**Consigne de l'exercice:**
Reprenez le texte sur l'arrivée des GAFAM dans les écoles françaises et poursuivez-le à partir de sa dernière phrase.

**Texte fourni:**
_____

Les conséquences de la charte… sans charte ? C’est ainsi qu’on pourrait résumer la porte ouverte aux GAFAM dans les écoles françaises. Dévoilé hier par nos confrères de Café pédagogique, un mail du 12 mai de Mathieu Jeandron, le directeur du numérique pour l’éducation (DNE) au ministère de l’Education nationale, donnait en effet aux délégués académiques au numérique (DAN) et aux DSI des académies la marche à suivre pour implanter les services de Google, Apple ou autre Microsoft dans les écoles de France.

Un virage que Mathieu Jeandron justifie tant par un principe de réalité que par de récentes inflexions apportées par les grands industriels américains à leurs conditions générales d’utilisation dédiées à l’éducation. « Les outils d’Apple, Google ou Microsoft sont déjà utilisés sur le terrain, pour des usages collaboratifs ou du partage de documents, explique le directeur du numérique pour l’éducation. Notre préoccupation consiste à sécuriser ces usages, tout en laissant aux enseignants la liberté de choisir les outils qu’ils souhaitent employer. »

Une charte qui se fait attendre

Selon Mathieu Jeandron, le mail dévoilé hier s’inscrit dans une démarche de longue haleine, passant par une charte de confiance, co-rédigée par le ministère, le Syntec Numérique, l’Association française des industriels du numérique éducatif (Afinef) et le syndicat national de l’édition. Annoncée en mars 2016 par Najat Vallaud-Belkacem, cette charte est présentée par le ministère comme un « pacte de confiance portant sur l’engagement de la protection de la vie privée des élèves et des enseignants (équivalent à la student privacy pledge signée par plus de 300 entreprises aux États-Unis, dont les plus grandes) auquel chaque éditeur ou fournisseur de service pourra adhérer volontairement ». Problème : annoncé pour janvier 2017, avec un comité de suivi associé, ce document n’est toujours pas finalisé, son avancée ayant notamment été retardée par des recommandations de la CNIL qui ont poussé le ministère à amender sa copie. L’approbation de la charte, dont une nouvelle version intégrant les remarques de la CNIL serait quasi-achevée selon Mathieu Jeandron, dépend désormais de la volonté du nouveau gouvernement de faire avancer ce dossier.

Ni publicité, ni profilage

Mais, pour Mathieu Jeandron, même si elle n’existe pas officiellement, cette charte a eu pour effet de mettre en branle un travail de mise en conformité de la part des GAFAM. « Les Google, Apple et autre Microsoft ont ajusté leurs CGU (Conditions générales d’utilisation) dédiées à l’éducation pour se conformer au droit français et au droit de l’éducation, explique Mathieu Jeandron. A partir de là, il n’y a pas d’obstacles majeurs à l’utilisation de ces outils dans la classe dans le cadre des clauses pour l’éducation, et non dans un cadre grand public. » Un discours qui ne convainc pas le collectif Edunathon, qui s’était déjà opposé, sans succès, à la convention signée fin novembre 2015 entre Microsoft France et l’Éducation nationale. « Nous avons suffisamment d’expérience désormais avec les GAFAM pour savoir qu’ils ne vont pas bouleverser le fonctionnement de leur Cloud simplement parce que les CGU ont été modifiées en France pour le secteur éducatif », raille le porte-parole du collectif.

_____

**Liste des lignes:**
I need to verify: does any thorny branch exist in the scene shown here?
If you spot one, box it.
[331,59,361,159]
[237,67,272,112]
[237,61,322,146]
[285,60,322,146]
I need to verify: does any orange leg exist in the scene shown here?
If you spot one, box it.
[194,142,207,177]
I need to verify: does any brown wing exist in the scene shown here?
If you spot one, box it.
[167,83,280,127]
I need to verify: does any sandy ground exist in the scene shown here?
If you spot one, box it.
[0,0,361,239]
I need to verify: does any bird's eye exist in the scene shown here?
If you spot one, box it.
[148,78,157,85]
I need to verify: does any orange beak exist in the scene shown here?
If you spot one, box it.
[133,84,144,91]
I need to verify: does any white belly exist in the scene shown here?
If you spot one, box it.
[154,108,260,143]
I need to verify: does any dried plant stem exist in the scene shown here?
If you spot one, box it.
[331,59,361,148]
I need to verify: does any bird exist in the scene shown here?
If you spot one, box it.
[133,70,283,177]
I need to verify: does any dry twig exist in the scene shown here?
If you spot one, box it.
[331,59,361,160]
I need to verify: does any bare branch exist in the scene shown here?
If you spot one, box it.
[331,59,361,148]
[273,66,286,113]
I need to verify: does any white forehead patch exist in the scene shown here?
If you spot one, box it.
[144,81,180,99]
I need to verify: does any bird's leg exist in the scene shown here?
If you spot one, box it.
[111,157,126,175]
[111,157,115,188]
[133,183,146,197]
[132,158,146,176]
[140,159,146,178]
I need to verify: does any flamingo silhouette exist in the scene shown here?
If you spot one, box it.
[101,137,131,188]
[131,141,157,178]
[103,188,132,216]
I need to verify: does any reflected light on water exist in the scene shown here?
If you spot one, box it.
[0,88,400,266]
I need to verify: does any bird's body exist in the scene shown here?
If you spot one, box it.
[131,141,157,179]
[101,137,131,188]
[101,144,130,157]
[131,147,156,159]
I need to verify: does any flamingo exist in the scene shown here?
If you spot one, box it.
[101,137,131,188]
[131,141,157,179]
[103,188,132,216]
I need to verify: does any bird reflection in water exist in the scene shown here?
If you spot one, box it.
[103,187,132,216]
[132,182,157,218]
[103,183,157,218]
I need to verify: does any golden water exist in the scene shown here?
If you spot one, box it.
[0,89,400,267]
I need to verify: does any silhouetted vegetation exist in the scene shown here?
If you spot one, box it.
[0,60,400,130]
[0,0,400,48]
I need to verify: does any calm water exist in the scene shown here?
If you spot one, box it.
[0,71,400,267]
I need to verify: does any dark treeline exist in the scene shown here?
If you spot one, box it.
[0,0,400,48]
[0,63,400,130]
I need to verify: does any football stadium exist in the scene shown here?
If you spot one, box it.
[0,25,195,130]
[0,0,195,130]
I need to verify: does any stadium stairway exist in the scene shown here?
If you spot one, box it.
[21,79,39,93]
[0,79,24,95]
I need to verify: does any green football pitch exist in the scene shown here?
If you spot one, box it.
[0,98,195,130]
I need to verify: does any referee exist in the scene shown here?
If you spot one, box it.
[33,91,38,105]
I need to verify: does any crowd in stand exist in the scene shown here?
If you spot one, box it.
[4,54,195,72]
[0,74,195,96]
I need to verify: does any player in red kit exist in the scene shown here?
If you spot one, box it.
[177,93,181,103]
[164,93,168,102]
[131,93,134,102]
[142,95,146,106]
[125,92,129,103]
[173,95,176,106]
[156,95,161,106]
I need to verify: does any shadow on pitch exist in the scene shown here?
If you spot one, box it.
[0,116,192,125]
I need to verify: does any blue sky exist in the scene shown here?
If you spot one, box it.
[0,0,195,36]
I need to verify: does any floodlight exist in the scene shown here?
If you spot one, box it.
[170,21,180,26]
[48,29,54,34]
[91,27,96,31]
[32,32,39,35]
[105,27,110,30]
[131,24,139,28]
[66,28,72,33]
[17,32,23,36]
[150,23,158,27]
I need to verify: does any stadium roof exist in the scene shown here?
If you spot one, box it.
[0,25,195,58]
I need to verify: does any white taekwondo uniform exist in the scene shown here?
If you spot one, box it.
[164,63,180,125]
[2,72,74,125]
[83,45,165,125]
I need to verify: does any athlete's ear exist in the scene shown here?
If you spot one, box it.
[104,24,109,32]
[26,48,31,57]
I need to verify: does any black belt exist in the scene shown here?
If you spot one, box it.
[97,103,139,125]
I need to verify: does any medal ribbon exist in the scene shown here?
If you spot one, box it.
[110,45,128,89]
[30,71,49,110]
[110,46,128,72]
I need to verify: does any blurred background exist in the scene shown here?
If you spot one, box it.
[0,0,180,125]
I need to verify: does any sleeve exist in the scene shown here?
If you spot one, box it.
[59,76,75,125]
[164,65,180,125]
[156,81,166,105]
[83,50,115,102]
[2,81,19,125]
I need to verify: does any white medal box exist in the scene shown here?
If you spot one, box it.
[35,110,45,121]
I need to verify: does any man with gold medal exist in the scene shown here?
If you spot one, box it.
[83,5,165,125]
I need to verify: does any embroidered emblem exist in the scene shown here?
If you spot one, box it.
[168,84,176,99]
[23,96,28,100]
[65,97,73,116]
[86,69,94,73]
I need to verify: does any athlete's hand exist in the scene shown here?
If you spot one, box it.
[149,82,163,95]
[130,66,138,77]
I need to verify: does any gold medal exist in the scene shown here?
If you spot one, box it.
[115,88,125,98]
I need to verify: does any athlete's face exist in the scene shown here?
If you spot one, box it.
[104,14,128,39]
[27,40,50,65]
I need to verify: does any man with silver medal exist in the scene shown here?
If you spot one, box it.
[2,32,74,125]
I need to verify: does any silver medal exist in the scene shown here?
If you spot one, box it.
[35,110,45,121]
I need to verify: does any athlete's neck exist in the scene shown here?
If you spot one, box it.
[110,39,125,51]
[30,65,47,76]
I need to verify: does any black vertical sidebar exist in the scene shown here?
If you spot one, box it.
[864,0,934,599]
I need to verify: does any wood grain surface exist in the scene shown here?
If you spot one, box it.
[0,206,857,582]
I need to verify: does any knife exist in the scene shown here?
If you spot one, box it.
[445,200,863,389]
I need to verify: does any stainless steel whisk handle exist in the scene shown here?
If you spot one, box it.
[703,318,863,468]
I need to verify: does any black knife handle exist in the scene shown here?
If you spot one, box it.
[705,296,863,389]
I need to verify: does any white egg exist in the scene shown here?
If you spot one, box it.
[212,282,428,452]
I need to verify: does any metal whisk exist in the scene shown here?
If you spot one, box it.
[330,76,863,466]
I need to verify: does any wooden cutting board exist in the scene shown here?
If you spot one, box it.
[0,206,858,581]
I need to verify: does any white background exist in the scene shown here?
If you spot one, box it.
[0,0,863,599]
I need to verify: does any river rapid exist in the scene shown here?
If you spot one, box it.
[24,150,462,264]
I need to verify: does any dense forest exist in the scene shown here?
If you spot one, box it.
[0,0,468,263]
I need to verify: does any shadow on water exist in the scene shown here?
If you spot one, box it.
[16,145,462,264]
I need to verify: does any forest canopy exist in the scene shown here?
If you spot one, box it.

_____

**La réponse:**
Selon Mathieu Jeandron, ces CGU revues et corrigées limitent les finalités de traitement des données, écartent la publicité et le profilage des élèves ou interdisent toute réutilisation ultérieure des données. Par ailleurs, les différends dans les contrats seraient traités devant des tribunaux français, et non devant des juridictions américaines comme le prévoient habituellement les CGU ‘grand public’. Autant d’éléments impulsés par le projet de charte, qui ne prévoit pas, par contre, un stockage des données en France, ni même en Europe. Le projet se contente de demander un respect de la législation européenne, soit un hébergement en Europe ou dans un pays offrant un niveau de garantie équivalent, Etats-Unis y compris sous le régime du Privacy Shield. « Le projet de charte exprime une préférence pour un hébergement des données en France », précise tout de même le DNE.

Microsoft et Google vont-ils tuer les ENT ?

Reste à mesurer les conséquences économiques de l’arrivée des GAFAM dans les écoles. En particulier le risque de voir leur puissance faire table rase des initiatives passées, notamment des ENT (Espaces numériques de travail) souvent développés autour de solutions Open Source. Un risque assez faible si on se fie à Mathieu Jeandron : « un recouvrement fonctionnel existe entre les ENT et les outils collaboratifs des GAFAM. Mais il n’est pas total. Les systèmes des grands acteurs du Web se prêtent plus à la collaboration ou à l’animation de la classe pendant les cours, tandis que les ENT sont davantage tournés vers la relation professeurs – élèves – parents et vers la vie scolaire ». Pour le DNE, tout dépend surtout de la dynamique d’usage autour des ENT.

Chez Edunathon, on se montre volontiers critique vis-à-vis de ces environnements : « Les ENT représentent vraiment l’informatique du siècle dernier. Il y a eu beaucoup d’argent gaspillé sur ce sujet. Ils ont un sens pour les applications métiers, comme le suivi des notes, ou la relation avec les parents, mais pas pour échanger des fichiers, explique le porte-parole d’Edunathon. Pour ces usages, pourquoi ne pas créer un Cloud ministériel basé sur les outils Open Source de Framasoft par exemple ? »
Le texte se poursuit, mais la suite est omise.